╭─ Materials provided

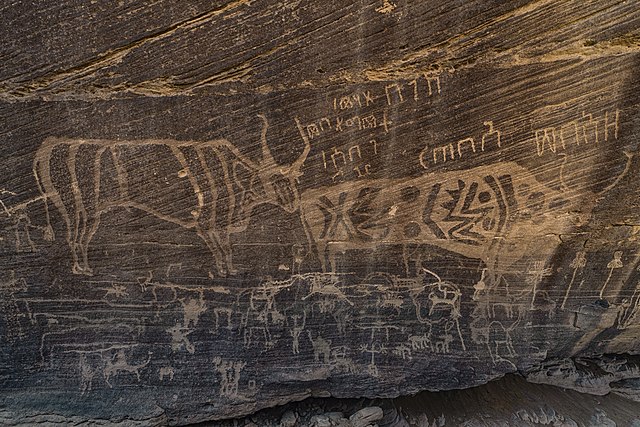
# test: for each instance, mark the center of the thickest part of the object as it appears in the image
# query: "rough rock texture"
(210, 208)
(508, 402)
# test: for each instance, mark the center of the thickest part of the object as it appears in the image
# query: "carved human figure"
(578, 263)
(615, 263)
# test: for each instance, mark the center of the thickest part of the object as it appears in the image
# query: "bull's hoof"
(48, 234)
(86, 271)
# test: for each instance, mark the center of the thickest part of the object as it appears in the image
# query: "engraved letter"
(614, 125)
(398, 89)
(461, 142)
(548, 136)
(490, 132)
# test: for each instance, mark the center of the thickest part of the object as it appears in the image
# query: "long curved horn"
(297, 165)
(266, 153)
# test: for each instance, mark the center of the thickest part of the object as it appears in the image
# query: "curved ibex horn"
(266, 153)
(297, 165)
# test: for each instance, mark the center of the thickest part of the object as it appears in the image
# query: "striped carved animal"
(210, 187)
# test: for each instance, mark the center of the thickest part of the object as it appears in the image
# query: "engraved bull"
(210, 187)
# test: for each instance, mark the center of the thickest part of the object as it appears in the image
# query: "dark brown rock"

╰─

Rewrite the stored dataset items above as a JSON list of strings, one string for each line, skipping blank lines and leaving the pictures out.

[
  "# test: for each instance, mark the center of the thickest part of the object as it appears in the image",
  "# query: \"rough rock texture\"",
  "(210, 208)",
  "(508, 402)",
  "# test: for each instance, mark the center of the thickest part of the object as it appears in the image",
  "# query: \"carved human figure\"",
  "(578, 263)",
  "(615, 263)",
  "# test: for each instance, mark the center of the thickest part of the object as it appears in the image",
  "# query: \"bull's hoof\"",
  "(48, 234)",
  "(86, 271)",
  "# test: for each instance, mark the center of the thickest part of the object as it appears in the image",
  "# query: \"engraved letter\"",
  "(614, 125)",
  "(398, 89)",
  "(461, 142)",
  "(548, 136)",
  "(490, 132)",
  "# test: for each instance, mark the center of the thickest part of the object as it appears in the image",
  "# query: \"long curved horn\"",
  "(297, 165)",
  "(266, 153)",
  "# test: for each instance, mark the center of the thickest part of the object as it appears in the image",
  "# query: \"curved ibex horn\"",
  "(266, 153)",
  "(297, 165)",
  "# test: for each instance, mark the center of the thickest part of the object as it appears in the image",
  "# query: \"striped carved animal\"",
  "(210, 187)",
  "# test: for each instance, mark the center of the thickest part of the object as it appears in the image",
  "# query: \"engraved bull\"",
  "(210, 187)",
  "# test: for each instance, mark the center of the thickest part of the object as it appears in the image",
  "# query: \"dark brown rock\""
]